Task prompt
Exactly reproduce the lines from the line that has "target | buttoned shirt front" down to the last line of the entries, inclusive.
----- Extracted information
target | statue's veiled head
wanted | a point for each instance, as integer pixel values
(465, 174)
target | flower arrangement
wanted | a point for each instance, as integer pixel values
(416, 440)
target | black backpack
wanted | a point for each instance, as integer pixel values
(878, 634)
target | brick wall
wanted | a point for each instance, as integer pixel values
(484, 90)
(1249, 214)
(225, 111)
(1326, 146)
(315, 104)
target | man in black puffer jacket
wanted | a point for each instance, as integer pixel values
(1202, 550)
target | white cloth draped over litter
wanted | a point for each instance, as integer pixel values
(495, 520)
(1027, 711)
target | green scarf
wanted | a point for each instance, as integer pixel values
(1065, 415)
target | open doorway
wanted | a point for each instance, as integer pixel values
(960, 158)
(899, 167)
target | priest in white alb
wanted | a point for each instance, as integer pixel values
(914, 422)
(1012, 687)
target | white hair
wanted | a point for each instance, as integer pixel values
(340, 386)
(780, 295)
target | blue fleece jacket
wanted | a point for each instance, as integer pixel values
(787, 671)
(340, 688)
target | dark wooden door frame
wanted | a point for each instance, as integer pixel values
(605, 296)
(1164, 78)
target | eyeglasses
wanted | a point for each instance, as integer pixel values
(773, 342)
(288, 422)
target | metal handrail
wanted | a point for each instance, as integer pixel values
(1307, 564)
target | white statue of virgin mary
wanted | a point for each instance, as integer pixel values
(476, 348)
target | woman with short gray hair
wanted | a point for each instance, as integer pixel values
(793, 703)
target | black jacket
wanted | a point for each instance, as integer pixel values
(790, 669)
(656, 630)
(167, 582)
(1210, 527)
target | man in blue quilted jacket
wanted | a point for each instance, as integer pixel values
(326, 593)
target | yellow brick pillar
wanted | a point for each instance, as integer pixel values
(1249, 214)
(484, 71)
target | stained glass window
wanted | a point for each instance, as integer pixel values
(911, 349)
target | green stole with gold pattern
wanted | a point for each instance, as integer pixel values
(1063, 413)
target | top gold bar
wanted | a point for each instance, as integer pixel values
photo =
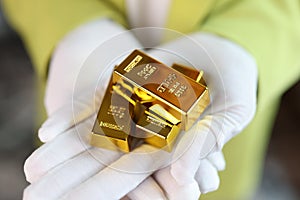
(180, 95)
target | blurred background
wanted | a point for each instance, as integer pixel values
(281, 176)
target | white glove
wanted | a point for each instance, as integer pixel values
(231, 76)
(66, 161)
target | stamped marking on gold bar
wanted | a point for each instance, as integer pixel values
(176, 92)
(133, 63)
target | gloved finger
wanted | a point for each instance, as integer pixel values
(68, 175)
(64, 147)
(147, 190)
(122, 176)
(207, 177)
(188, 150)
(175, 191)
(217, 160)
(205, 137)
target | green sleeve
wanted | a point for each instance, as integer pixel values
(270, 31)
(42, 23)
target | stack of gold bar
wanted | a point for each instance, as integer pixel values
(148, 102)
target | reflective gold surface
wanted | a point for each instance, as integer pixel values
(147, 101)
(179, 95)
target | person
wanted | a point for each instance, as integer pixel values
(250, 42)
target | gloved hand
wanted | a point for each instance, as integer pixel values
(87, 188)
(66, 161)
(231, 76)
(65, 68)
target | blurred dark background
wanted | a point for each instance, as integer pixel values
(281, 177)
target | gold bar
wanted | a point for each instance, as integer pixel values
(190, 72)
(113, 124)
(179, 95)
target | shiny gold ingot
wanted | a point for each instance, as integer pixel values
(113, 123)
(179, 95)
(190, 72)
(158, 131)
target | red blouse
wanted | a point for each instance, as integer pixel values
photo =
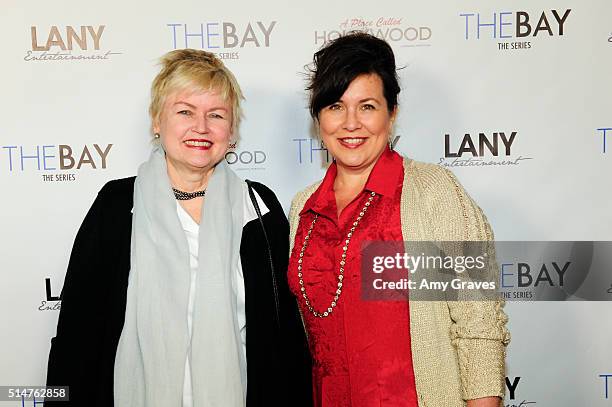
(361, 351)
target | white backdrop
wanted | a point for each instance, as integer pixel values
(552, 89)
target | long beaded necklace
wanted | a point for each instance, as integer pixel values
(342, 261)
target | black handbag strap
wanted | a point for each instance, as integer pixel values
(269, 250)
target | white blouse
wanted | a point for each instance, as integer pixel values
(192, 230)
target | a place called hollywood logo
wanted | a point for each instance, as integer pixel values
(512, 386)
(245, 159)
(604, 131)
(223, 38)
(51, 302)
(395, 30)
(68, 43)
(514, 30)
(483, 150)
(46, 158)
(311, 150)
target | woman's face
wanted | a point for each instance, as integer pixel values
(195, 129)
(356, 128)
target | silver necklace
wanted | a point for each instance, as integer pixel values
(342, 261)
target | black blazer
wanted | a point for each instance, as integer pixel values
(93, 306)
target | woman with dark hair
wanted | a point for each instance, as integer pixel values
(383, 353)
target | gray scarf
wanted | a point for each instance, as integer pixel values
(150, 361)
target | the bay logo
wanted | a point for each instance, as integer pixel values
(222, 37)
(514, 29)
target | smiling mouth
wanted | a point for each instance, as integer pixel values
(198, 143)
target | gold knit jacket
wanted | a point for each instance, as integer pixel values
(458, 347)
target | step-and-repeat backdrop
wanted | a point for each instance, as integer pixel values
(513, 96)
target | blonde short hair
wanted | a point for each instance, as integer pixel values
(190, 69)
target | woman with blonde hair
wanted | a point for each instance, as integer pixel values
(176, 292)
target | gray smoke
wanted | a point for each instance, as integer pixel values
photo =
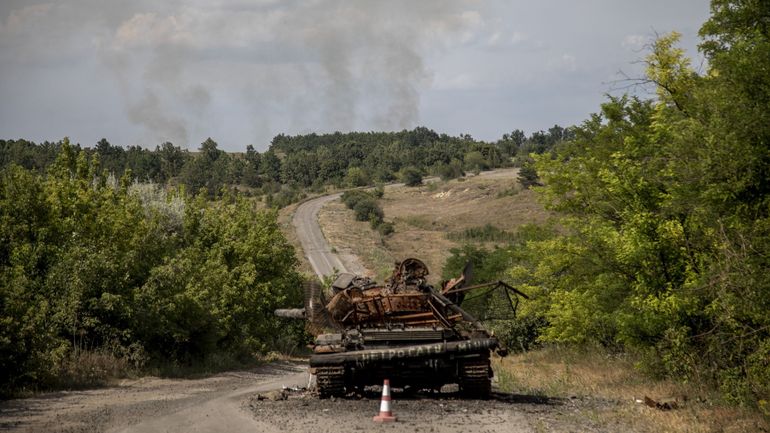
(293, 66)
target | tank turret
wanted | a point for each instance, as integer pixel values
(404, 330)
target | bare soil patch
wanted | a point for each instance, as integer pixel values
(303, 412)
(424, 216)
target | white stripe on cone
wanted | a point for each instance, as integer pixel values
(386, 415)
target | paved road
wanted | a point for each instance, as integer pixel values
(317, 250)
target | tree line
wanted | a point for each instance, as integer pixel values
(661, 245)
(139, 272)
(294, 163)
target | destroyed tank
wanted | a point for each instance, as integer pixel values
(406, 331)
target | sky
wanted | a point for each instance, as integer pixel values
(145, 72)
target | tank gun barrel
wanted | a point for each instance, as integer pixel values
(291, 313)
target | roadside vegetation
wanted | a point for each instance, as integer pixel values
(655, 250)
(100, 276)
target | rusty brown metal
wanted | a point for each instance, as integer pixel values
(404, 330)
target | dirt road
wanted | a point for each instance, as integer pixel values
(322, 258)
(212, 404)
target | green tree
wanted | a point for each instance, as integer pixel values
(411, 176)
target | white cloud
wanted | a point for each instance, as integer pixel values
(462, 81)
(634, 42)
(22, 19)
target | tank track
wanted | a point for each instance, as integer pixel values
(330, 381)
(475, 380)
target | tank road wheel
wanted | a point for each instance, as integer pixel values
(331, 381)
(475, 380)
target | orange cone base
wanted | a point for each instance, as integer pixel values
(384, 417)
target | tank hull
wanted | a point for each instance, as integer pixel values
(413, 367)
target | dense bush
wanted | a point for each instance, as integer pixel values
(411, 176)
(365, 206)
(88, 263)
(663, 207)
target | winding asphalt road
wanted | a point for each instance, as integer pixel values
(314, 244)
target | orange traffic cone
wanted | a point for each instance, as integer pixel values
(385, 413)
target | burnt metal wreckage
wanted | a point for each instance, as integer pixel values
(405, 330)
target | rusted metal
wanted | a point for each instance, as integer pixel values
(404, 330)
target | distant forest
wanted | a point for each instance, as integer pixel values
(300, 161)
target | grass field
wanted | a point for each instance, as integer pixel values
(425, 218)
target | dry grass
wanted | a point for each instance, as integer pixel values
(423, 216)
(285, 216)
(569, 373)
(356, 238)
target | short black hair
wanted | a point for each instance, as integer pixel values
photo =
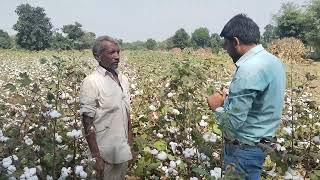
(242, 27)
(97, 49)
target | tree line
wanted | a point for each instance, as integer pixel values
(35, 32)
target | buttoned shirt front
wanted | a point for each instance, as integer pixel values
(108, 102)
(253, 108)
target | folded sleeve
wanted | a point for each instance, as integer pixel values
(243, 90)
(88, 98)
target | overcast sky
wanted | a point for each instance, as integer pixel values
(133, 20)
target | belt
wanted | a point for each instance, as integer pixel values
(237, 142)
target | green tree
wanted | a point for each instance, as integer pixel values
(61, 43)
(200, 37)
(180, 39)
(5, 40)
(34, 28)
(216, 42)
(73, 32)
(270, 33)
(290, 21)
(151, 44)
(86, 41)
(312, 22)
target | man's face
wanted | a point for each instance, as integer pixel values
(109, 57)
(230, 47)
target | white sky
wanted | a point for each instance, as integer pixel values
(133, 20)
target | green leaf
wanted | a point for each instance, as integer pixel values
(160, 145)
(153, 166)
(317, 173)
(24, 79)
(43, 61)
(11, 87)
(210, 90)
(50, 97)
(199, 171)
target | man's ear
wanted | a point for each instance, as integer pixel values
(236, 41)
(97, 57)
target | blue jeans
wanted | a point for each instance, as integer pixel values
(248, 160)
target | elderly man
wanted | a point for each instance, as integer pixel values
(250, 113)
(104, 101)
----------
Solution
target | buttoned shirt front
wanted | a point for each instance, as integer pixel values
(108, 102)
(253, 108)
target | folded sleeve
wanted | a point for each instance, as integer pixel values
(243, 90)
(88, 98)
target | overcast sky
wanted | a point for each instance, as integer pixel values
(133, 20)
target | belt
wanted | a point for each instance, as integer pixel values
(237, 142)
target | green tree
wanted | a point for each instance, as integer pixel values
(61, 43)
(200, 37)
(180, 39)
(5, 40)
(34, 28)
(216, 42)
(73, 32)
(270, 33)
(290, 21)
(151, 44)
(86, 41)
(312, 22)
target | man's face
wanted | a point for each instance, as integer pixel values
(109, 57)
(230, 47)
target | white sky
wanted | a point for each instance, as integer pixel values
(133, 20)
target | green leaf
wanted | a point for each instance, as integer pixel values
(160, 145)
(153, 166)
(317, 173)
(24, 79)
(43, 61)
(11, 87)
(210, 90)
(50, 97)
(199, 171)
target | man's ear
wanted | a point for each instance, as integer pixel values
(236, 41)
(97, 57)
target | blue jeans
wanted | a point for each instance, as integer pixel values
(248, 160)
target | elderly man
wanted | a point for each instance, as integer pixel values
(250, 113)
(104, 101)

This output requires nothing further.